#### To do
In the data below, the answer is the run of lines from the line containing "POINT: one per instance on the corrugated" through the line containing "POINT: one per instance on the white sky", both included; print it exactly and nothing else.

#### Input

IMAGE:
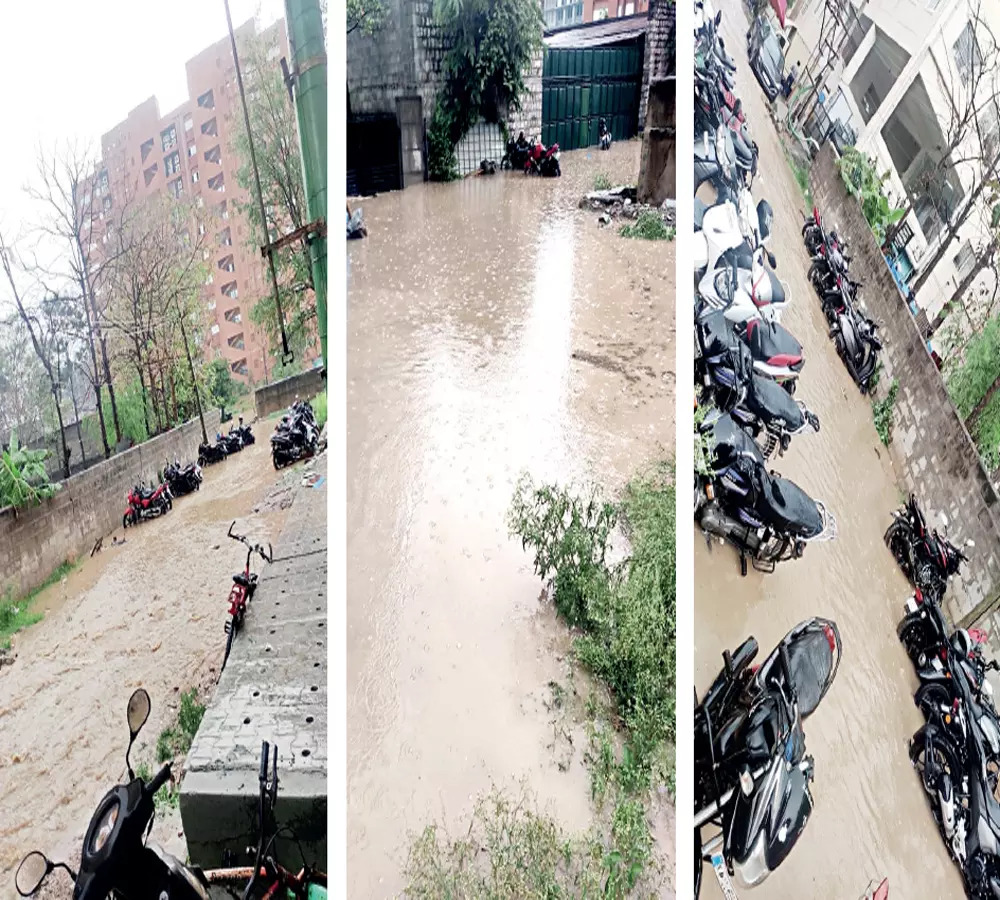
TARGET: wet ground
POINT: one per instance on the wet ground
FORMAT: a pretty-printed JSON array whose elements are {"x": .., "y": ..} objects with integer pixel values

* * *

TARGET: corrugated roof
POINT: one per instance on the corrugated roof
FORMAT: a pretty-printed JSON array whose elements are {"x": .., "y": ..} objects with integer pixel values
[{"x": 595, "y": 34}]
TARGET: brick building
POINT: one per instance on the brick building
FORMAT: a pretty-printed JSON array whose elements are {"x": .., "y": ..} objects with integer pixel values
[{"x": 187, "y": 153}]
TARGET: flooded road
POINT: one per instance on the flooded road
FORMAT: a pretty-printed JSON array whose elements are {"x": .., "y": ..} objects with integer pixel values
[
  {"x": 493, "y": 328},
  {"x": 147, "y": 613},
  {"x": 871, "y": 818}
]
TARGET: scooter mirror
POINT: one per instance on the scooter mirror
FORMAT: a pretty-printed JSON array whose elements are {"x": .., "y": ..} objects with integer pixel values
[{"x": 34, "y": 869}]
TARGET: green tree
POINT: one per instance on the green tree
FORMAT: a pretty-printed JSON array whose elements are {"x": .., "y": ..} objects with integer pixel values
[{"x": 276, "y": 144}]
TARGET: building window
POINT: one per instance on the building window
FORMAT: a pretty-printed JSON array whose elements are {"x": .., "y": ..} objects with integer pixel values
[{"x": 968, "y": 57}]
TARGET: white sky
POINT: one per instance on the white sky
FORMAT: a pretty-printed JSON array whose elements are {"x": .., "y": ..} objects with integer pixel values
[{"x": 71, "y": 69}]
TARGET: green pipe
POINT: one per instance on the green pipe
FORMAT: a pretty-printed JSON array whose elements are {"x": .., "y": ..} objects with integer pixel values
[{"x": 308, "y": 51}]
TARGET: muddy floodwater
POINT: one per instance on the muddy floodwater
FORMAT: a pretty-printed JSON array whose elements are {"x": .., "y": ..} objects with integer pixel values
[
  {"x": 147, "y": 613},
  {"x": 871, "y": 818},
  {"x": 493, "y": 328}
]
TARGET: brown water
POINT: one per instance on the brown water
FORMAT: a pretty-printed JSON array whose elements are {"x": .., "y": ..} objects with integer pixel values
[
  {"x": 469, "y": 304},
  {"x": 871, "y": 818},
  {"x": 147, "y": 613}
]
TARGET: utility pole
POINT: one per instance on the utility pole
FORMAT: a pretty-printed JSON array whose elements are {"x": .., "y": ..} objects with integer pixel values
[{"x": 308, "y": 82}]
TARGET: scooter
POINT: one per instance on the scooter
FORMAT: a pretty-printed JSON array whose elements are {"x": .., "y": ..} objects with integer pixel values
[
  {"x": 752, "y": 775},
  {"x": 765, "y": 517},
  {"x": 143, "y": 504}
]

#### Solution below
POINT: one per instance on the corrugated roof
FORMAT: a pretty-printed JSON array whose elements are {"x": .., "y": ..} objects with integer pixel values
[{"x": 595, "y": 34}]
TARGET: brick building
POINT: one per instance on the brick building
FORMAT: a pretty-printed JSON array whose elements are {"x": .., "y": ..} objects with integer pixel values
[{"x": 187, "y": 153}]
TARGET: flooded road
POINT: one per instance on the flooded road
FORMAT: a pretty-printed JSON array whose elements are {"x": .., "y": ..} objects with integer pixel values
[
  {"x": 493, "y": 328},
  {"x": 147, "y": 613},
  {"x": 871, "y": 818}
]
TARGET: scooter mirror
POINT: one per instance on the scooter mirror
FORMAT: a pretty-printed JSON array whose elements are {"x": .., "y": ..} objects with integer pixel values
[{"x": 34, "y": 869}]
TARGET: green tree
POINT: one per instance on the green tree
FORMAT: a pretty-printed JSON array whose elements are {"x": .., "y": ..} objects with integer pixel values
[{"x": 276, "y": 144}]
TARGET: building window
POINT: one per instance on the building window
FORMAT: a pretty-printed JSON array whose elements are {"x": .., "y": ..} objects with integer pixel values
[{"x": 968, "y": 57}]
TARGET: white sky
POINT: one per instance on the white sky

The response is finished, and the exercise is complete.